- [Your instructions]: Locate the line with "Locate the sheep's" in the material. Copy that line and each one after it, through the last, exactly and with nothing else.

======== Record excerpts ========

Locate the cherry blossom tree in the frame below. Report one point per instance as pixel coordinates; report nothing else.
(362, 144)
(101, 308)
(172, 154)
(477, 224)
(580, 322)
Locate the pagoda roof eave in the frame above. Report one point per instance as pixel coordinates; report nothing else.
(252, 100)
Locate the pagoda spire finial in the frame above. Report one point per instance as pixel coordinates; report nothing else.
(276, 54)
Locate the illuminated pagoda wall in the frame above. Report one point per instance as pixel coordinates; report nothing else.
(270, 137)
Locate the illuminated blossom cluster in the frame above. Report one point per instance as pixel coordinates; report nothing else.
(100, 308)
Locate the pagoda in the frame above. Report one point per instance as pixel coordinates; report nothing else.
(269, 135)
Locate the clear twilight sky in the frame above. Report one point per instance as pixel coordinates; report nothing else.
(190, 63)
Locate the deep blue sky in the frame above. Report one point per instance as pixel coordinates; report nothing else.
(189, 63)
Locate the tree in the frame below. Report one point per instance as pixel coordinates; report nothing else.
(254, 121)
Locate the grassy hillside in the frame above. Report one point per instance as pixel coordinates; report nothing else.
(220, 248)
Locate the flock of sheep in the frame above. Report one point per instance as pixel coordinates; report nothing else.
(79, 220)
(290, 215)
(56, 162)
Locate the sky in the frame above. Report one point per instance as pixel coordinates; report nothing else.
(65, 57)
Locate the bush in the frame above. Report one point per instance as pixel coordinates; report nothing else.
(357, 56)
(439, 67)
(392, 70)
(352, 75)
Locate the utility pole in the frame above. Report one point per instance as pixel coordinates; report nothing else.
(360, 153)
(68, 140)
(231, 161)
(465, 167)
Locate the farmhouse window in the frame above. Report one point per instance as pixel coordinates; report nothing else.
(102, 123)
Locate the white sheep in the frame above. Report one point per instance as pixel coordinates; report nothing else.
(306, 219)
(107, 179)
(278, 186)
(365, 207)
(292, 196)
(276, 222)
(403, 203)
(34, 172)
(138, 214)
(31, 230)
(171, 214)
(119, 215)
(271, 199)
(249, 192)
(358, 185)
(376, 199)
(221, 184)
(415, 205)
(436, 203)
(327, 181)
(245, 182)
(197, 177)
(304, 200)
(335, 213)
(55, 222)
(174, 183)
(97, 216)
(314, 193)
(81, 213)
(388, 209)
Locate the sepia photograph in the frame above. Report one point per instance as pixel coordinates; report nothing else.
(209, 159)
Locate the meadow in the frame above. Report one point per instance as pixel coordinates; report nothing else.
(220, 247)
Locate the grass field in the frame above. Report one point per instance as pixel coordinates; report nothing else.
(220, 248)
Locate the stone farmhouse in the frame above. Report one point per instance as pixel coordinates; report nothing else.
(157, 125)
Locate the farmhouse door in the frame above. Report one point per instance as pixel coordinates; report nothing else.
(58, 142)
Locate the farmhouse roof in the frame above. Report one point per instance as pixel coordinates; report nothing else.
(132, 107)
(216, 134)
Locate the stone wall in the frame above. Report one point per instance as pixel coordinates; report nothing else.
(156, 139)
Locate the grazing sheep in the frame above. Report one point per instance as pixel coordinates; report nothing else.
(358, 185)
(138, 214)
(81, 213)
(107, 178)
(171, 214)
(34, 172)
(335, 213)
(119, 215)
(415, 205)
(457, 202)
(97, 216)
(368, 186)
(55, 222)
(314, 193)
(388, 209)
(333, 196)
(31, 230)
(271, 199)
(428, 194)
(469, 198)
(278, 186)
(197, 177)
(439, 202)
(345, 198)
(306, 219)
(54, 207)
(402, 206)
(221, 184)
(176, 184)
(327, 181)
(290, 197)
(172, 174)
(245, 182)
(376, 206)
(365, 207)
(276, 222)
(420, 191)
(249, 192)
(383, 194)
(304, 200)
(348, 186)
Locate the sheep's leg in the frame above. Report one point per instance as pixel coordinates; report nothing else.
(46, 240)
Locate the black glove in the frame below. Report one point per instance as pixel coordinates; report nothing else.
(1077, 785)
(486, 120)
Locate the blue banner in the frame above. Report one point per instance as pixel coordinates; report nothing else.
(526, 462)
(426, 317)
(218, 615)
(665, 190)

========

- [Task result]:
Locate the sheep's leg in the frame above. Report one point per instance as pixel coordinates; report nothing else.
(46, 240)
Locate the black glove in the frame below. Report one point per instance as pixel coordinates; report nothing else.
(1077, 785)
(486, 120)
Locate the blue banner in the frame above. Report one point per instance as pixel coordinates; report nothing else.
(526, 462)
(426, 317)
(218, 615)
(665, 190)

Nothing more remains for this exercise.